DATASET EXTRACT START

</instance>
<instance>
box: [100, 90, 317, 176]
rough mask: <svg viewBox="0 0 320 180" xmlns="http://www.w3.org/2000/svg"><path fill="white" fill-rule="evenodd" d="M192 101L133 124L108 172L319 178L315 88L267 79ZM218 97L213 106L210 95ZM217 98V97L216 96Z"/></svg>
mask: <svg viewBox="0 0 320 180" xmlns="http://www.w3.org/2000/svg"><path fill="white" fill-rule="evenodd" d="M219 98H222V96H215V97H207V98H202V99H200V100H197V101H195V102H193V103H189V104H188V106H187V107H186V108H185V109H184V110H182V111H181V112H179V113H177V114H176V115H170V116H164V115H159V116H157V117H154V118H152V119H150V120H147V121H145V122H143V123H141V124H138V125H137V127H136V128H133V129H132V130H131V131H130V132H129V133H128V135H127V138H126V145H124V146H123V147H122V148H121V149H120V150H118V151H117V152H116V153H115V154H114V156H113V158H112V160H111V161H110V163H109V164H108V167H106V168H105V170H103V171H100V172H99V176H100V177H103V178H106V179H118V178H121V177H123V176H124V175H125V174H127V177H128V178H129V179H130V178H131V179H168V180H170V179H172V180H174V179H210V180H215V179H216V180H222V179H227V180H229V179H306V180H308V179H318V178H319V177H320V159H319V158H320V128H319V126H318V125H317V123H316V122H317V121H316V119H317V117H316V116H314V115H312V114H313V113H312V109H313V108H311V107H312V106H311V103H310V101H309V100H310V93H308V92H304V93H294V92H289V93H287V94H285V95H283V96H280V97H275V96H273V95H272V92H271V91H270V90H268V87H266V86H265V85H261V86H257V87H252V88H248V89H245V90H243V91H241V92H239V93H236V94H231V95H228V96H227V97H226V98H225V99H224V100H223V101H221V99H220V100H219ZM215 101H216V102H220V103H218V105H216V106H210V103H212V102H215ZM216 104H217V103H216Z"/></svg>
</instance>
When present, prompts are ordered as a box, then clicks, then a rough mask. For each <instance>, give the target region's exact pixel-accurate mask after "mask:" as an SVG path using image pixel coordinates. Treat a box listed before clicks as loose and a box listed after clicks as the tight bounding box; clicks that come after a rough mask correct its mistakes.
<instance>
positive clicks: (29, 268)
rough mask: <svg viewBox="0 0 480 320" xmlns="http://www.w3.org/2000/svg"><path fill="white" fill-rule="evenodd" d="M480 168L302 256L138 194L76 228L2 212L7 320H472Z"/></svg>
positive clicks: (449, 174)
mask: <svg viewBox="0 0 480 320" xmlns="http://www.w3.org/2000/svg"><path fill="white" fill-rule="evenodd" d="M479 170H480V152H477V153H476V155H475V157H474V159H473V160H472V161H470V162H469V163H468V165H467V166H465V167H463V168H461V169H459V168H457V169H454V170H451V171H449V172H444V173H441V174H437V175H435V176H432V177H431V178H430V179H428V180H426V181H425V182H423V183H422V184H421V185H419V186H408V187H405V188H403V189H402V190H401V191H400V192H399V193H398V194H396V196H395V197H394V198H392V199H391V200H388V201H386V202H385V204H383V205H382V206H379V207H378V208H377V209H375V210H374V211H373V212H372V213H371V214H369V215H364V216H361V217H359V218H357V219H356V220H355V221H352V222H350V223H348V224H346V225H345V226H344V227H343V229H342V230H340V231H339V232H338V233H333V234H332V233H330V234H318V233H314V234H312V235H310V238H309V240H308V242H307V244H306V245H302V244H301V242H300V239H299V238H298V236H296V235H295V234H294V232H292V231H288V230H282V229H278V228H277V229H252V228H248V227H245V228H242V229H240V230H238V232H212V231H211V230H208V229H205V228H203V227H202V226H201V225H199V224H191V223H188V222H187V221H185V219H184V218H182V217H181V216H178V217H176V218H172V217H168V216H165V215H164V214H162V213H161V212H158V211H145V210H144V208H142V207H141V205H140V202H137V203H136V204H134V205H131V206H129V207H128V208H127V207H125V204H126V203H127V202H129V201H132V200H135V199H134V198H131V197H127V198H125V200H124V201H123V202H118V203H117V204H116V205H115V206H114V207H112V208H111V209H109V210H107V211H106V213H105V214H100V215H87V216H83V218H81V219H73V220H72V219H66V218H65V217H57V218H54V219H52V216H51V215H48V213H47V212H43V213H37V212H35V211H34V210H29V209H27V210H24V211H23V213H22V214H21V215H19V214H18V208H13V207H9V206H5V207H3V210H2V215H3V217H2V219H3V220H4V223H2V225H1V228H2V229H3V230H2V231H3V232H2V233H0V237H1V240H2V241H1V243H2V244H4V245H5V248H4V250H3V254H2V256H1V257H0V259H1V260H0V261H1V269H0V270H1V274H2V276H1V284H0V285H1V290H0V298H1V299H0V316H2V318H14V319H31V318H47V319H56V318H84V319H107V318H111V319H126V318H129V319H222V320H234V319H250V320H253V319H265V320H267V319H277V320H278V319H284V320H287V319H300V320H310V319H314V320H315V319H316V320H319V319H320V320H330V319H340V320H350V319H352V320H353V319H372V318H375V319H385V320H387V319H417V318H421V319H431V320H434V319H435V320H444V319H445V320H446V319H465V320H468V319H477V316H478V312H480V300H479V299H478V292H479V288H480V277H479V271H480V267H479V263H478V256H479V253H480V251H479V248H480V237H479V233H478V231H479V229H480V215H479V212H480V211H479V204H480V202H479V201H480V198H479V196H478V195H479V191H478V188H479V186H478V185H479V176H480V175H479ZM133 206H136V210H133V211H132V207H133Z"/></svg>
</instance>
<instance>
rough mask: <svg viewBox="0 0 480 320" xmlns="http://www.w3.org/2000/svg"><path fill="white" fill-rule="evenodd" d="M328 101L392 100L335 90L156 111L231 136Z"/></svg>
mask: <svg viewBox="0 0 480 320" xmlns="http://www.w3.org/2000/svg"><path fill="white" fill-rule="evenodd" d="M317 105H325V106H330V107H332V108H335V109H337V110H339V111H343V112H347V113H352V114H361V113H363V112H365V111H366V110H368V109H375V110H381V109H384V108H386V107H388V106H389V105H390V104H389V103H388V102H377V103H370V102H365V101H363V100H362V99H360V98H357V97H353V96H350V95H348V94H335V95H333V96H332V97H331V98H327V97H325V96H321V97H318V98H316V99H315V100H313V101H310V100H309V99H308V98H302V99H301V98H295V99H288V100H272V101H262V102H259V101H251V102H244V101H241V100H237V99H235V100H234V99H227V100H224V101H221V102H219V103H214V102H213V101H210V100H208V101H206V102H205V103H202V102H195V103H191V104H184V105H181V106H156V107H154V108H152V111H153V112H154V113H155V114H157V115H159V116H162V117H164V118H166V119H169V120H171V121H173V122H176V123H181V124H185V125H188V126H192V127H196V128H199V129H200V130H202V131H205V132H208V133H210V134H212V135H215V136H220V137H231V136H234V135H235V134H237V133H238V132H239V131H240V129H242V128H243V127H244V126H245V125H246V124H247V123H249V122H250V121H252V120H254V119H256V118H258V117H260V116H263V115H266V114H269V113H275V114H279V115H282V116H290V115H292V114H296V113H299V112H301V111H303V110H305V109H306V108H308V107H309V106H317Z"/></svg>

DATASET EXTRACT END

> **TASK ITEM**
In full and word for word, give the listing above again.

> **RESULT OF THIS TASK**
</instance>
<instance>
box: [100, 90, 317, 176]
rough mask: <svg viewBox="0 0 320 180" xmlns="http://www.w3.org/2000/svg"><path fill="white" fill-rule="evenodd" d="M192 101L133 124L108 172L319 178L315 88L267 79ZM218 97L213 106L210 95ZM217 98V97L216 96Z"/></svg>
mask: <svg viewBox="0 0 320 180" xmlns="http://www.w3.org/2000/svg"><path fill="white" fill-rule="evenodd" d="M219 98H222V96H215V97H207V98H202V99H200V100H197V101H195V102H193V103H189V104H188V106H187V107H186V108H185V109H184V110H182V111H181V112H179V113H177V114H176V115H170V116H164V115H159V116H157V117H154V118H152V119H150V120H147V121H145V122H143V123H141V124H138V125H137V127H136V128H133V129H132V130H131V131H130V132H129V133H128V135H127V138H126V145H124V146H123V147H122V148H121V149H120V150H118V151H117V152H116V153H115V154H114V156H113V158H112V160H111V161H110V163H109V164H108V167H106V168H105V170H103V171H100V172H99V176H100V177H103V178H106V179H118V178H121V177H123V176H124V175H125V174H127V177H128V178H129V179H130V178H131V179H168V180H170V179H172V180H174V179H210V180H215V179H216V180H222V179H227V180H229V179H306V180H308V179H318V178H319V177H320V159H319V158H320V128H319V126H318V125H317V123H316V122H317V121H316V119H317V117H316V116H314V115H312V114H313V113H312V109H313V108H311V107H312V106H311V103H310V101H309V100H310V93H308V92H304V93H294V92H289V93H287V94H285V95H283V96H280V97H275V96H273V95H272V92H271V91H270V90H268V87H266V86H265V85H261V86H257V87H252V88H248V89H245V90H243V91H241V92H239V93H236V94H231V95H228V96H227V97H226V98H225V99H224V100H223V101H221V99H220V100H219ZM215 101H216V102H220V103H218V105H216V106H210V103H212V102H215ZM216 104H217V103H216Z"/></svg>
</instance>
When present, prompts are ordered as a box, then clicks, then a rough mask. For each <instance>, give the target region's exact pixel-accurate mask after "mask:" as an SVG path using image pixel coordinates. Treat a box listed before clicks as loose and a box listed after clicks as the tight bounding box; clicks that come after a rough mask correct its mistakes.
<instance>
positive clicks: (29, 268)
rough mask: <svg viewBox="0 0 480 320" xmlns="http://www.w3.org/2000/svg"><path fill="white" fill-rule="evenodd" d="M480 168L302 256L138 194L76 228L2 212L7 320H472Z"/></svg>
positive clicks: (449, 174)
mask: <svg viewBox="0 0 480 320" xmlns="http://www.w3.org/2000/svg"><path fill="white" fill-rule="evenodd" d="M479 170H480V152H477V153H476V155H475V157H474V159H473V160H472V161H470V162H469V163H468V165H467V166H465V167H463V168H461V169H459V168H457V169H454V170H451V171H449V172H444V173H441V174H437V175H435V176H432V177H431V178H430V179H428V180H426V181H425V182H423V183H422V184H421V185H419V186H408V187H405V188H403V189H402V190H401V191H400V192H399V193H398V194H396V196H395V197H394V198H392V199H391V200H388V201H386V202H385V204H383V205H382V206H379V207H378V208H377V209H375V210H374V211H373V212H372V213H371V214H369V215H364V216H361V217H359V218H357V219H356V220H355V221H352V222H350V223H348V224H346V225H345V226H344V227H343V229H342V230H340V231H339V232H338V233H333V234H332V233H330V234H318V233H314V234H312V235H310V238H309V240H308V242H307V244H306V245H302V244H301V242H300V239H299V238H298V236H296V235H295V234H294V232H292V231H288V230H282V229H278V228H277V229H252V228H248V227H245V228H242V229H240V230H238V232H212V231H211V230H208V229H205V228H203V227H202V226H201V225H199V224H191V223H188V222H187V221H185V219H184V218H182V217H181V216H178V217H176V218H172V217H168V216H165V215H164V214H162V213H161V212H158V211H145V210H144V208H142V207H141V205H140V202H137V203H136V204H134V205H131V206H129V207H128V208H127V207H125V204H126V203H127V202H129V201H132V200H135V199H134V198H131V197H127V198H125V200H124V201H123V202H118V203H117V204H116V205H115V206H114V207H112V208H111V209H109V210H107V211H106V213H105V214H100V215H87V216H83V218H81V219H73V220H72V219H66V218H65V217H57V218H54V219H52V216H51V215H48V213H47V212H43V213H37V212H35V211H34V210H29V209H27V210H24V211H23V213H22V214H21V215H19V214H18V208H13V207H9V206H5V207H3V210H2V215H3V217H2V219H3V220H4V223H2V225H1V228H2V229H3V230H2V231H3V232H2V233H0V237H1V240H2V241H1V243H2V244H4V245H5V248H4V250H3V254H2V256H1V257H0V259H1V260H0V261H1V269H0V270H1V274H2V276H1V284H0V285H1V290H0V298H1V299H0V316H2V318H14V319H31V318H47V319H56V318H84V319H107V318H111V319H126V318H129V319H222V320H234V319H250V320H253V319H265V320H267V319H277V320H278V319H284V320H287V319H300V320H310V319H314V320H315V319H316V320H319V319H320V320H330V319H340V320H350V319H352V320H353V319H372V318H375V319H385V320H387V319H417V318H421V319H431V320H434V319H435V320H444V319H445V320H446V319H465V320H468V319H477V316H478V312H480V300H479V299H478V292H479V288H480V277H479V271H480V267H479V263H478V256H479V253H480V251H479V248H480V237H479V233H478V231H479V229H480V215H479V212H480V211H479V204H480V202H479V201H480V198H479V196H478V195H479V191H478V188H479V186H478V185H479V176H480V175H479ZM133 206H136V210H133V211H132V207H133Z"/></svg>
</instance>
<instance>
rough mask: <svg viewBox="0 0 480 320" xmlns="http://www.w3.org/2000/svg"><path fill="white" fill-rule="evenodd" d="M328 101L392 100L335 90L156 111L231 136Z"/></svg>
mask: <svg viewBox="0 0 480 320" xmlns="http://www.w3.org/2000/svg"><path fill="white" fill-rule="evenodd" d="M317 105H325V106H330V107H332V108H335V109H337V110H339V111H343V112H347V113H352V114H361V113H363V112H365V111H366V110H368V109H375V110H381V109H384V108H386V107H388V106H389V105H390V104H389V103H388V102H377V103H370V102H365V101H363V100H362V99H360V98H357V97H353V96H350V95H348V94H335V95H333V96H332V97H331V98H327V97H325V96H321V97H318V98H316V99H315V100H313V101H310V100H309V99H308V98H302V99H301V98H295V99H288V100H272V101H262V102H259V101H251V102H244V101H241V100H237V99H235V100H234V99H227V100H224V101H221V102H219V103H214V102H213V101H210V100H208V101H206V102H205V103H202V102H195V103H191V104H184V105H181V106H156V107H154V108H152V111H153V112H154V113H155V114H157V115H159V116H162V117H164V118H166V119H169V120H171V121H173V122H176V123H181V124H185V125H188V126H192V127H196V128H199V129H200V130H202V131H205V132H208V133H210V134H212V135H215V136H220V137H231V136H234V135H235V134H237V133H238V132H239V131H240V129H242V128H243V127H244V126H245V125H246V124H247V123H249V122H250V121H252V120H254V119H256V118H258V117H260V116H263V115H266V114H269V113H275V114H279V115H282V116H290V115H292V114H296V113H299V112H301V111H303V110H305V109H306V108H308V107H309V106H317Z"/></svg>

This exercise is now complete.